__Exercises to complete__:
- A) Please reproduce part of the supplemental coverage from space passage word for word, beginning at the words "9. Geographically Independent" and stopping after "Guam/Northern Mariana Islands.".
- B) Extend the supplemental coverage from space passage, picking up right after its final sentence.

__Supplied text__:
┏━━
9. Geographically Independent Area. To minimize the possibility for
interference between geographically adjacent markets, we propose, as an
initial step in this proceeding, to limit the provision of supplemental
coverage from space to instances where a single terrestrial licensee
holds all co-channel licenses in the relevant band throughout one of
six GIAs. The proposed GIAs are: (1) the contiguous United States
(CONUS); (2) Alaska; (3) Hawaii; (4) American Samoa; (5) Puerto Rico/
U.S. Virgin Islands (USVI); and (6) Guam/Northern Mariana Islands.
Notably, there are no Commission licensed land areas adjacent to each
proposed GIA, and there is a significant geographic separation between
GIAs. By applying these proposed criteria to satellite use of
terrestrial spectrum, we seek to ensure that collaborating satellite
and terrestrial licensees may provide SCS without the presence in each
GIA of co-channel terrestrial licensees requiring interference
protection. We seek comment on this proposal, including the associated
costs and benefits.
10. Assigning New Mobile-Satellite Service Rights for Supplemental
Coverage from Space. To effectuate SCS in certain flexible-use bands
allocated solely for terrestrial use, we propose to authorize mobile
satellite operations (downlink/space-to-Earth and uplink/Earth-to-
space) in these bands (when newly allocated for such use) by allowing
an NGSO satellite operator with an existing part 25 authorization to
apply to modify such authorization where that entity meets certain
prerequisites, or ``entry criteria.'' Specifically, we propose that
such a licensee may apply to modify its part 25 authorization only if
it has: (1) an application on file with the Commission to lease the
exclusive-use spectrum throughout an entire GIA, allocated for MSS
provision of SCS, of a terrestrial licensee that holds all co-channel
licenses, either directly or indirectly, throughout the GIA; (2) a
current part 25 space station license or part 25 grant of market access
for NGSO satellite operation sufficient to cover the leased GIA; and
(3) proof of an application on file from the satellite operator's
terrestrial partner for a part 25 blanket earth station license
covering all of its subscribers' terrestrial devices that will be
transmitting and receiving from the space station in conjunction with
the provision of SCS. We seek specific comment on these criteria and
whether other criteria would be better suited to facilitate SCS.
┗━━
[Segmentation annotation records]
┏━━
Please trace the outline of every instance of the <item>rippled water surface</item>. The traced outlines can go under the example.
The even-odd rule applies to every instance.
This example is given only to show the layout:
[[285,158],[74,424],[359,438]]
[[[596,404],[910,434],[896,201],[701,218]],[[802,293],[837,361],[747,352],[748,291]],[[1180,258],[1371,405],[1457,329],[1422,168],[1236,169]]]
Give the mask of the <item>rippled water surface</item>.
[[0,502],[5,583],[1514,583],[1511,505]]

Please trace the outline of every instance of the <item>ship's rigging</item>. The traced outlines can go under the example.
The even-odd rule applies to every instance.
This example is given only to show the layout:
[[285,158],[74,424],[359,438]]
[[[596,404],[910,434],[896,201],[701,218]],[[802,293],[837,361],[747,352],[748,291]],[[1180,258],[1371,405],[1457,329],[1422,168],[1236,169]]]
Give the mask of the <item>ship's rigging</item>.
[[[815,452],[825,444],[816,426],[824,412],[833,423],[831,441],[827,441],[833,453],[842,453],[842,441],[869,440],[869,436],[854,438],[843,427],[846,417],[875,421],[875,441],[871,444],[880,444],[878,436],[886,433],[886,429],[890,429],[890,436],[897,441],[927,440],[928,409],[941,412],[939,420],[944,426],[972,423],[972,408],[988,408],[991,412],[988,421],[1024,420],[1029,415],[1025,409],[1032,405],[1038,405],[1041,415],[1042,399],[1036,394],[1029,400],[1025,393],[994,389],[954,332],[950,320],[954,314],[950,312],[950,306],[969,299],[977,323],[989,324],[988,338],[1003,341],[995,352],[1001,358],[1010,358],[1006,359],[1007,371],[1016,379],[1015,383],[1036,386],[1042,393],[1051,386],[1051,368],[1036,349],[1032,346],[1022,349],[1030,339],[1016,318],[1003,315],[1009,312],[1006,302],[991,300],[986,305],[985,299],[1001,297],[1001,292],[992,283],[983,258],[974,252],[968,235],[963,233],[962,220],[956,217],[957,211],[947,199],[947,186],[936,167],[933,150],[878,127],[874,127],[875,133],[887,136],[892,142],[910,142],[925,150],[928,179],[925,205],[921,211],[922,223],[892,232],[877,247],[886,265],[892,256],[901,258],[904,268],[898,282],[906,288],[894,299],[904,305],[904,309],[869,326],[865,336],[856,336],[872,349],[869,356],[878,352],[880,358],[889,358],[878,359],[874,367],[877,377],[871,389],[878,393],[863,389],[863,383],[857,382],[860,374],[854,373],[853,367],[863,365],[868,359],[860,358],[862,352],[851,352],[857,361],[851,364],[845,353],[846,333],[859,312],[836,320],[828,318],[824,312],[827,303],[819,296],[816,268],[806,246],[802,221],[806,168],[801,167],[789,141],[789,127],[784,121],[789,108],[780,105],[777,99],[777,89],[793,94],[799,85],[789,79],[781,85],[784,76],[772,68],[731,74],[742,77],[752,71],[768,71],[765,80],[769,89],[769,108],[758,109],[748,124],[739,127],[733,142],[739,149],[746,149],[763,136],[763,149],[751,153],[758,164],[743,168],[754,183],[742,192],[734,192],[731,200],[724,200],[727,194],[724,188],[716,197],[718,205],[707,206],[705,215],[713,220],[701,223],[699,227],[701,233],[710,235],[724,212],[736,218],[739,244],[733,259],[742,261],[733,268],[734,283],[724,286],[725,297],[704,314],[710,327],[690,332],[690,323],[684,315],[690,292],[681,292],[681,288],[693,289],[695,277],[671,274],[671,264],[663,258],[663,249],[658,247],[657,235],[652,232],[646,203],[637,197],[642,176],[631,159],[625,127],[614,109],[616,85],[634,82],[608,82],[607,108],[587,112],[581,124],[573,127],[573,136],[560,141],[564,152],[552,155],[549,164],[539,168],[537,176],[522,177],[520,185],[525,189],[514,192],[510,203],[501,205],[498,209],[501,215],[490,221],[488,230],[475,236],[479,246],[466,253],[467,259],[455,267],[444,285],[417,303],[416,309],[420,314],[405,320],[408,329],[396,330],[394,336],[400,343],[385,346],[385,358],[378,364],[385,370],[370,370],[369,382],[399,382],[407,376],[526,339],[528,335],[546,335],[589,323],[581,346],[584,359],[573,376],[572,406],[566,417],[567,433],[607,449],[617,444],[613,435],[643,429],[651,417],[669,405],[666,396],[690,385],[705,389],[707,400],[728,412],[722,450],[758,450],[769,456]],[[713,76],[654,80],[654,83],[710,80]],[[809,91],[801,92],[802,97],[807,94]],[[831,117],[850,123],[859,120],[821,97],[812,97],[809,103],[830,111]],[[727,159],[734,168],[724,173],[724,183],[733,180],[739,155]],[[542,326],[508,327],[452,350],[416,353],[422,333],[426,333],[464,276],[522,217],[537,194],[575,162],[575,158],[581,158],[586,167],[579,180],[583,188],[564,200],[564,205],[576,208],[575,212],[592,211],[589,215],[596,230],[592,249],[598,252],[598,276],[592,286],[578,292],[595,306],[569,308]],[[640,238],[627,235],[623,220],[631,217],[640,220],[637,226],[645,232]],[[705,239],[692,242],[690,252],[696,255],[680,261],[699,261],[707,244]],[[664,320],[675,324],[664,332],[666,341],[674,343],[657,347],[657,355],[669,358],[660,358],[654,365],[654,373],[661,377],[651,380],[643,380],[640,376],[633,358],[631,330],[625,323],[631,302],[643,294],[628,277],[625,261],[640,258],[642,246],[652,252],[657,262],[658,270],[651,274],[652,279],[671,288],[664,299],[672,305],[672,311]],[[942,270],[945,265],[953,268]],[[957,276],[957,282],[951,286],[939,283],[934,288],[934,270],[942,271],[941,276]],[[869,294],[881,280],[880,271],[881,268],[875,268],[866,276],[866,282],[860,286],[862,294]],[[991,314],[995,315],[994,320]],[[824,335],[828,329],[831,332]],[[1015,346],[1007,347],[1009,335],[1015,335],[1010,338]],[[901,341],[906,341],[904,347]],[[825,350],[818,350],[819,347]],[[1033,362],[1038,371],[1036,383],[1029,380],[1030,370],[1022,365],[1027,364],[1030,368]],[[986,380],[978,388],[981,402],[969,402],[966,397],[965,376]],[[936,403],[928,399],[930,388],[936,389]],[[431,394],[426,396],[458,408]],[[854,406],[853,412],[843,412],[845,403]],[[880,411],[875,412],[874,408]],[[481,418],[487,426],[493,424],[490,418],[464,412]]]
┗━━
__Answer list__:
- A)
9. Geographically Independent Area. To minimize the possibility for
interference between geographically adjacent markets, we propose, as an
initial step in this proceeding, to limit the provision of supplemental
coverage from space to instances where a single terrestrial licensee
holds all co-channel licenses in the relevant band throughout one of
six GIAs. The proposed GIAs are: (1) the contiguous United States
(CONUS); (2) Alaska; (3) Hawaii; (4) American Samoa; (5) Puerto Rico/
U.S. Virgin Islands (USVI); and (6) Guam/Northern Mariana Islands.

- B)
11. Under our proposed framework, meeting certain entry criteria
would allow an entity to apply to modify its existing satellite
authorization. We propose that this modification application (using FCC
Form 312, Main Form and Schedule S) include a comprehensive proposal
for each space station in the applicant's SCS system, together with
applicable certifications regarding related pending SCS applications.
We further propose that applications that are acceptable for filing be
placed on public notice to provide interested parties an opportunity to
file pleadings in response to the application. We seek comment on this
proposed approach and on whether there is specific technical or other
information that should be requested from applicants seeking a
modification of a space station authorization to provide SCS.
12. We note that the bands we initially include in the proposed
framework do not conform to the International Table. Given this non-
conformance, we propose to modify Sec. 25.112(a)(3) of our rules to
permit the filing of applications notwithstanding the non-conformance.
We seek comment on this approach, including the associated costs and
benefits.
13. We seek comment as to whether an SCS framework should permit
the filing of applications from licensees holding authorizations for
geostationary satellite orbit (GSO) operation. Further, we seek comment
on what part 25 rule amendments are necessary to reflect our proposed
eligibility limitations placed on applicants seeking authority to
provide SCS.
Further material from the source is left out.